Information provided -
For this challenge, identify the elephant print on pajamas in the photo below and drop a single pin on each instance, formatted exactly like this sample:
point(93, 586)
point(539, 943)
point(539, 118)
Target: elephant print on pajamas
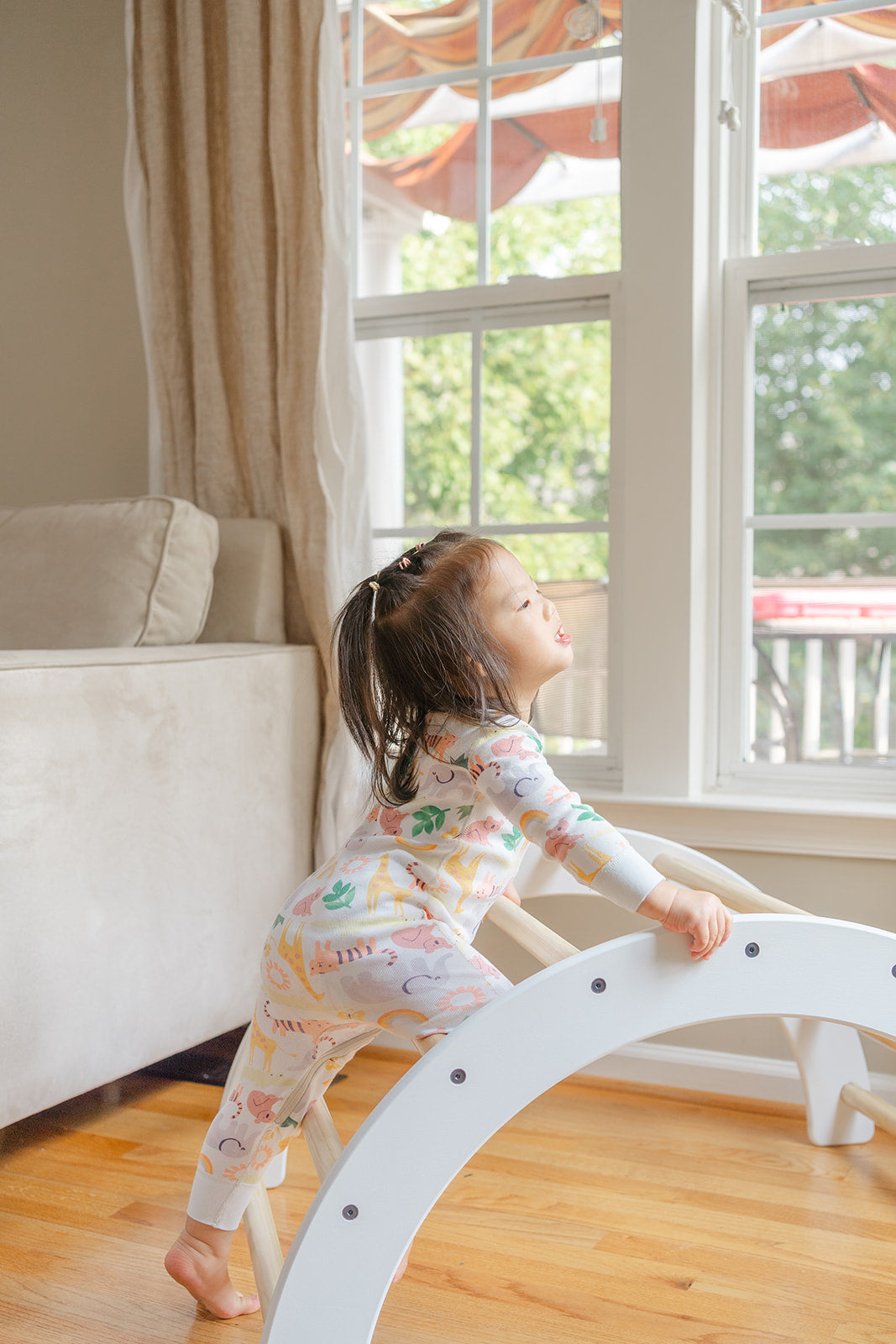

Exercise goal - Copy the data above line for line, without changing a word, and leave the picture out.

Expected answer -
For this challenge, identify the elephant print on pajamas in the photo below and drop a single pin on each instance, formatted exactly like this sample:
point(93, 586)
point(539, 943)
point(539, 118)
Target: elephant print on pajamas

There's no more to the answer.